● EXERCISE PASSAGE:

★ ★ ★


    Personally, I like the denim/chambray shirt-and-dungaree look, and imagine it's cooler and more comfortable, too. I know some Korea era vets who still dress that way.

    OTOH, I can't imagine today's sailors bringing this look home.

    1. The cammies? Sadly, Lisa, this fetish for camo clothing has somewhat infected the civilian world as well, so, maybe. But THIS camo? Maybe not.

      I think the classic blue denim look is awesome; it LOOKS like a working sailor should look. That's what I kinda don't get; if it's all about "looking cool", what could be cooler than that Forties "Sighted Jap - Sank Same" look? That's the look of a winner, the look of a guy who went toe-to-toe with the baddest Navy in the Pacific and won by knockout.

      Why the hell would you want to change that..?

    2. The new materials are so uncomfortable, relatively speaking.

      I totally agree on the awesomeness of the classic look -- that's what MY sailor looks like:)

    3. I liked the lightweight ripstop poplin. But, yes, the heavier cotton-poly camouflage uniforms are not pleasant to wear.

      And you know that's the rest of the lyric, right?

      "Once there was a little girl who lived next to me
      And she loved a sailor boy, he was only three
      Now he's on a battleship in his sailor suit
      Just a great big sailor but she thinks he's very cute

      (With his bell bottom trousers, coat of navy blue
      She loves her sailor and he loves her too)

      When her sailor boy's away on the ocean blue
      Soldier boys all flirt with her but to him she's true
      Though they smile and tip their caps and they wink their eyes
      She just smiles and shakes her head, then she softly sighs

      (Oh, bell bottom trousers, coat of navy blue
      She loves her sailor and he loves her too)

★ ★ ★

● EXCERPTED RECORDS:
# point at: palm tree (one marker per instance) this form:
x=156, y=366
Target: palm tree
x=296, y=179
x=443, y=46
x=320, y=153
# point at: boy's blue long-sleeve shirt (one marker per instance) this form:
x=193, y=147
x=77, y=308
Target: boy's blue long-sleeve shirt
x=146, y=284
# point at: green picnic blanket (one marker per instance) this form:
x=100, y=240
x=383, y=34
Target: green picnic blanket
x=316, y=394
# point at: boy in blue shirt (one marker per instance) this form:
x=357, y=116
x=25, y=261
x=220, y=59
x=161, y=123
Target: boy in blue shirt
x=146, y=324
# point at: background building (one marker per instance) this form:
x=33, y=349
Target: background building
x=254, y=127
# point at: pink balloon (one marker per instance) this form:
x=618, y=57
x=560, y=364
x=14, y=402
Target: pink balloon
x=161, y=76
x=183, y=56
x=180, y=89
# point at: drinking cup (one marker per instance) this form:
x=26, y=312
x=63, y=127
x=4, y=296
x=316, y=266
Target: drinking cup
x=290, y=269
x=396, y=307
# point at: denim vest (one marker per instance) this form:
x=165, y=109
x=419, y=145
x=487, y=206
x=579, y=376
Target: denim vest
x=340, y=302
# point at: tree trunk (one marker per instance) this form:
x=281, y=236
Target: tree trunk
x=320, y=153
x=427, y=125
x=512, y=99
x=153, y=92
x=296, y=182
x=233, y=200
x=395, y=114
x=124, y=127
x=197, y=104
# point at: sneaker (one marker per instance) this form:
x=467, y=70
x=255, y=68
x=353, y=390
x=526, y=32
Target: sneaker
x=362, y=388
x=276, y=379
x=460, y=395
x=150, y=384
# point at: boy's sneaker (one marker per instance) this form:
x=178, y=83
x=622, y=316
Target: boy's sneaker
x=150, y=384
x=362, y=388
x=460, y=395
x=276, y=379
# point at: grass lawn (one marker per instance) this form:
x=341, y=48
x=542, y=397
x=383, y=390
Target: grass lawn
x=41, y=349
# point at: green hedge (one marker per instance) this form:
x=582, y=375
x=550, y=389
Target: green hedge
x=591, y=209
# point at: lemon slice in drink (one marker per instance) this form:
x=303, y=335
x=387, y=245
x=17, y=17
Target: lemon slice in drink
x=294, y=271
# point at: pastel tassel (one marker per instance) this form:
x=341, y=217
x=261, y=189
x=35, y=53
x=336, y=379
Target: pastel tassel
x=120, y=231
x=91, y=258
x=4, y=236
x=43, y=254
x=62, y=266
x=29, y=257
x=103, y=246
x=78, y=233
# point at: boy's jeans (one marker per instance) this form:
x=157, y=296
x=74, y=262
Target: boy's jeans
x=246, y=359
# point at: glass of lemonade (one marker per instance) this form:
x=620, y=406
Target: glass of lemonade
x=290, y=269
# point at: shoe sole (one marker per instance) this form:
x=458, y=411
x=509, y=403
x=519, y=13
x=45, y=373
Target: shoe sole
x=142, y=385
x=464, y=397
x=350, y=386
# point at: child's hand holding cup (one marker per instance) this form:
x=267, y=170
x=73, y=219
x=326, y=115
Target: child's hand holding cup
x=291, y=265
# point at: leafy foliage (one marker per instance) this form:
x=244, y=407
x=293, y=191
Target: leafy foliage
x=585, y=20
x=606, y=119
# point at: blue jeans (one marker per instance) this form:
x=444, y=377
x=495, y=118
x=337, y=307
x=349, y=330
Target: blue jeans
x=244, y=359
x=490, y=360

★ ★ ★

● PROBLEMS AND TASKS:
**1.** Using the navy uniform discussion, echo the portion starting with "1. The cammies?" and going on through "to change that..?".
**2.** Based on the navy uniform discussion, is each statement below correct? Answer yes or no for each, quoting the words that decide it.
(a) One commenter knows some Korea era veterans who still dress in the denim/chambray look.
(b) One commenter found the lightweight ripstop poplin unpleasant to wear.
(c) In the lyric, the girl is unfaithful to her sailor when the soldier boys flirt with her.

● RESULTS OF THE TASKS:
**1.**
1. The cammies? Sadly, Lisa, this fetish for camo clothing has somewhat infected the civilian world as well, so, maybe. But THIS camo? Maybe not.

      I think the classic blue denim look is awesome; it LOOKS like a working sailor should look. That's what I kinda don't get; if it's all about "looking cool", what could be cooler than that Forties "Sighted Jap - Sank Same" look? That's the look of a winner, the look of a guy who went toe-to-toe with the baddest Navy in the Pacific and won by knockout.

      Why the hell would you want to change that..?

**2.**
(a) Yes: "I know some Korea era vets who still dress that way."
(b) No: "I liked the lightweight ripstop poplin."
(c) No: "Soldier boys all flirt with her but to him she's true"